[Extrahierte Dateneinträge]

-------

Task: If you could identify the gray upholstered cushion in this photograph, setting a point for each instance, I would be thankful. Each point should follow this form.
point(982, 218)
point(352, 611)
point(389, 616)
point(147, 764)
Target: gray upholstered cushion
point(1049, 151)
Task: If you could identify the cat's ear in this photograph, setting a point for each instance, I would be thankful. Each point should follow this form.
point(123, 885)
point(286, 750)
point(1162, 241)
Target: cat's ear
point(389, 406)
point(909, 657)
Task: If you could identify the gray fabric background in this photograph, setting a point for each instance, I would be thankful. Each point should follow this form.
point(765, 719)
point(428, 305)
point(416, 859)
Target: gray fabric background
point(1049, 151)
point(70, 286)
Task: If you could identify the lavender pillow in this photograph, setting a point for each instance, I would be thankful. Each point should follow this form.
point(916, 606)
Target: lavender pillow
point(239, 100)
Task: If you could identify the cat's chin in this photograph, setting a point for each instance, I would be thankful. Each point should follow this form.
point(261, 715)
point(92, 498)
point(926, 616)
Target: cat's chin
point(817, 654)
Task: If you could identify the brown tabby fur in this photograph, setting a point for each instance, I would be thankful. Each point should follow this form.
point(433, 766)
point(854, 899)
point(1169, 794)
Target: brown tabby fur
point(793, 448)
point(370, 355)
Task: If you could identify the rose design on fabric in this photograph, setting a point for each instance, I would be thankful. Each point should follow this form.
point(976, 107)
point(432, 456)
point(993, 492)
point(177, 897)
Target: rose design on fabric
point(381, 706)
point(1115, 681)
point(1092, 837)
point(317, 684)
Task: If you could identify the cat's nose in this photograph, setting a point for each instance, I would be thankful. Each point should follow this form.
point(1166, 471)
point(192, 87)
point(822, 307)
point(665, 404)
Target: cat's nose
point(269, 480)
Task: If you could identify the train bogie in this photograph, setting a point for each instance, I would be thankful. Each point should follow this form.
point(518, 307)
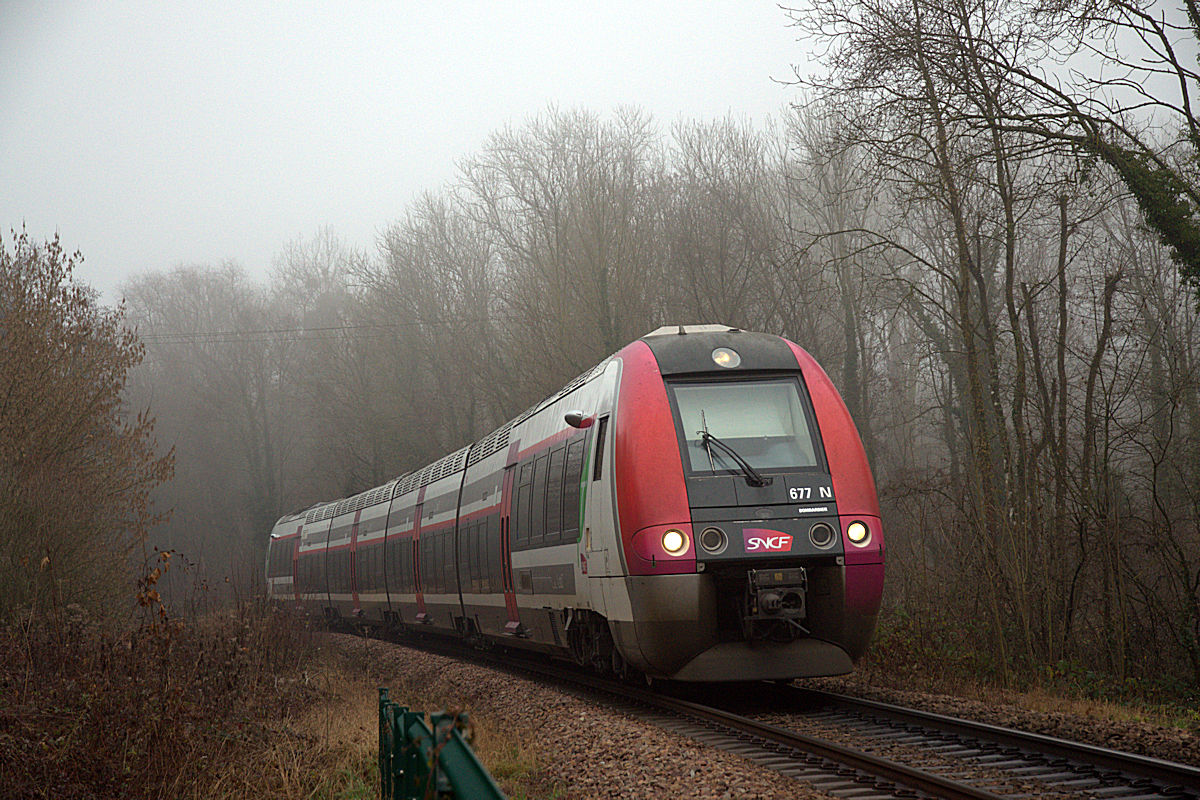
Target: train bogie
point(697, 506)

-------

Schriftliche Aufgabe
Gib sämtliche Zeilen der obigen Liste unverändert aus, lass die Bilder dabei jedoch weg.

Antwort zur Aufgabe
Task: If you could identify the gray upholstered cushion in this photograph, setting a point for each instance, I would be thankful. Each point should follow this form.
point(982, 218)
point(352, 611)
point(389, 616)
point(147, 764)
Target: gray upholstered cushion
point(1049, 151)
Task: If you could identify the cat's ear in this photograph, setting a point for each instance, I would be thankful. Each point should follow this form.
point(123, 885)
point(286, 750)
point(1162, 241)
Target: cat's ear
point(389, 406)
point(909, 657)
Task: If you could identify the gray fabric background in this photograph, setting a point for each instance, I would be thankful. Each point should follow this form.
point(765, 719)
point(428, 305)
point(416, 859)
Target: gray fabric background
point(1049, 151)
point(70, 286)
Task: If you could identify the lavender pillow in this photograph, setting a point for each instance, I would be thankful. Each point should follow this form.
point(916, 606)
Target: lavender pillow
point(239, 100)
Task: If you could identify the cat's chin in this photograph, setting a point for each instance, I would be thankful. Each point should follow this form.
point(261, 715)
point(92, 498)
point(926, 616)
Target: cat's chin
point(817, 654)
Task: If you could identify the brown tabby fur in this photograph, setting a point for each instance, I would be thankful. Each point should follow this form.
point(433, 766)
point(854, 899)
point(1169, 794)
Target: brown tabby fur
point(793, 448)
point(370, 355)
Task: If you could identify the rose design on fabric in this photograph, setting a point for each instance, I would be thankful. Each point should follow this form.
point(976, 107)
point(432, 456)
point(993, 492)
point(177, 897)
Target: rose design on fabric
point(381, 706)
point(1115, 681)
point(1092, 837)
point(317, 684)
Task: If you could identify the cat's nose in this photograph, setting a point for each instance, I would be thankful. Each point should follow this form.
point(1166, 471)
point(192, 87)
point(822, 307)
point(665, 404)
Target: cat's nose
point(269, 480)
Task: If you could identify the train bogie in this photograph, setting a point for each instance, I would be thankful. Each point should follow this form.
point(518, 307)
Target: train bogie
point(697, 506)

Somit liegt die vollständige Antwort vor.